Challenge:
Are you able to quote each entry exactly as written?

Information shown:
※ ※ ※

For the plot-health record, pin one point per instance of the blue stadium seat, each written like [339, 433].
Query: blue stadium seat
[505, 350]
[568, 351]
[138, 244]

※ ※ ※

Finished exercise:
For the plot-health record, pin one point per instance of the blue stadium seat, each written like [339, 433].
Query: blue stadium seat
[505, 350]
[568, 351]
[138, 244]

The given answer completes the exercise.